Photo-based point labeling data

— START —

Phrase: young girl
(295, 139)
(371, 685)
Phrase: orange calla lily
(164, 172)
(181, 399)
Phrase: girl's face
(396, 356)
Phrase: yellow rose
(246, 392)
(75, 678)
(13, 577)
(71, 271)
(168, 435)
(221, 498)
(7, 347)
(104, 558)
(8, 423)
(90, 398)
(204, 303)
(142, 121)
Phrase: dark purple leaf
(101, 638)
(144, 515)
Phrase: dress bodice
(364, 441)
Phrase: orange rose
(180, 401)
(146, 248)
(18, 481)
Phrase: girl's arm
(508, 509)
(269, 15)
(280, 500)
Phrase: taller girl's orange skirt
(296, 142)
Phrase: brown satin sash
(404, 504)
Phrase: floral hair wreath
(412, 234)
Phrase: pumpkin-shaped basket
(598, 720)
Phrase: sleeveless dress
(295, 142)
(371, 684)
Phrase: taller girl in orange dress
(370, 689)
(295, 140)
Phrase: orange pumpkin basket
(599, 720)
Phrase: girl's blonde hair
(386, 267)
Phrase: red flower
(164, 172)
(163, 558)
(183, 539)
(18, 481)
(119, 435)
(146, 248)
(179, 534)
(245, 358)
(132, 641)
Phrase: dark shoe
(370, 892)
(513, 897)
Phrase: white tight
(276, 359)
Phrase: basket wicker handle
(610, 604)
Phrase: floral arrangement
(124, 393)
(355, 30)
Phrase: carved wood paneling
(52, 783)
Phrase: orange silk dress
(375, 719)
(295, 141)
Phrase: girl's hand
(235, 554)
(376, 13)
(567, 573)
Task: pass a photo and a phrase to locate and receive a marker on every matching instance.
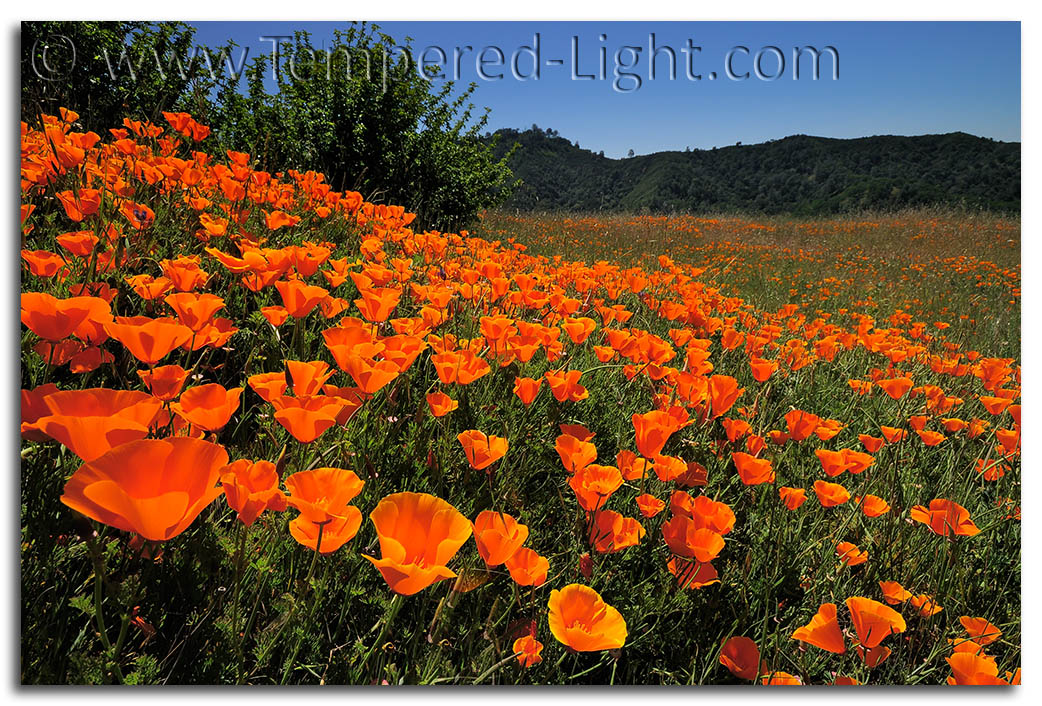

— END —

| PROBLEM TO SOLVE |
Rewrite the entire listing with each instance of "basket" changed to "pail" and everything else left unchanged. Leave the pictures out of the answer.

| RESPONSE TO THIS TASK |
Phrase: young girl
(295, 139)
(371, 685)
Phrase: orange calla lily
(164, 172)
(181, 399)
Phrase: girl's face
(396, 356)
Phrase: yellow rose
(246, 392)
(75, 678)
(13, 577)
(71, 271)
(168, 435)
(221, 498)
(7, 347)
(104, 558)
(8, 423)
(90, 398)
(204, 303)
(142, 121)
Phrase: dark purple leaf
(101, 638)
(144, 515)
Phrase: dress bodice
(364, 441)
Phrase: orange rose
(180, 401)
(146, 248)
(18, 481)
Phrase: girl's arm
(508, 509)
(269, 15)
(280, 500)
Phrase: taller girl's orange skirt
(296, 142)
Phrase: brown satin sash
(404, 504)
Phrase: floral hair wreath
(412, 234)
Phrase: pumpkin-shaped pail
(598, 720)
Phrase: sleeveless dress
(295, 142)
(371, 684)
Phrase: taller girl in orange dress
(370, 689)
(295, 140)
Phrase: orange pumpkin pail
(599, 720)
Phrase: girl's blonde hair
(386, 267)
Phrase: red flower
(164, 172)
(163, 558)
(183, 539)
(18, 481)
(119, 435)
(146, 248)
(179, 534)
(245, 358)
(132, 641)
Phrase: dark shoe
(370, 892)
(513, 897)
Phrase: white tight
(276, 359)
Phrase: pail wicker handle
(610, 604)
Phrase: floral arrangement
(124, 393)
(355, 30)
Phrase: carved wood paneling
(52, 783)
Phrase: orange silk dress
(375, 719)
(295, 141)
Phrase: girl's hand
(235, 554)
(376, 13)
(567, 573)
Task: pass a photo and a phrase to locate and receive a marker on every matching instance.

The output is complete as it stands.